══ Supplied material ══
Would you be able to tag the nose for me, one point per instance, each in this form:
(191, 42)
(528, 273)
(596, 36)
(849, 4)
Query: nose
═══
Your instructions: Extract every line of the records above and reproduce each one unchanged, in the same order.

The output:
Would you be able to tag the nose for me, one point per instance, each in this form:
(191, 42)
(528, 273)
(596, 36)
(849, 4)
Query: nose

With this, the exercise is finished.